AIM OF THE TASK:
Update the records below so that every "front leg" becomes "hind leg". Leave all other text as it is.

MATERIAL SHOWN:
________________________
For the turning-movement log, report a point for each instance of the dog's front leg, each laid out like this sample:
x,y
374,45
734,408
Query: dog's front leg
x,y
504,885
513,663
________________________
ANSWER BELOW:
For the turning-movement log, report a point for each instance of the dog's hind leg, each laid out like this sample:
x,y
374,45
734,408
Query: dog's hind leg
x,y
504,885
513,663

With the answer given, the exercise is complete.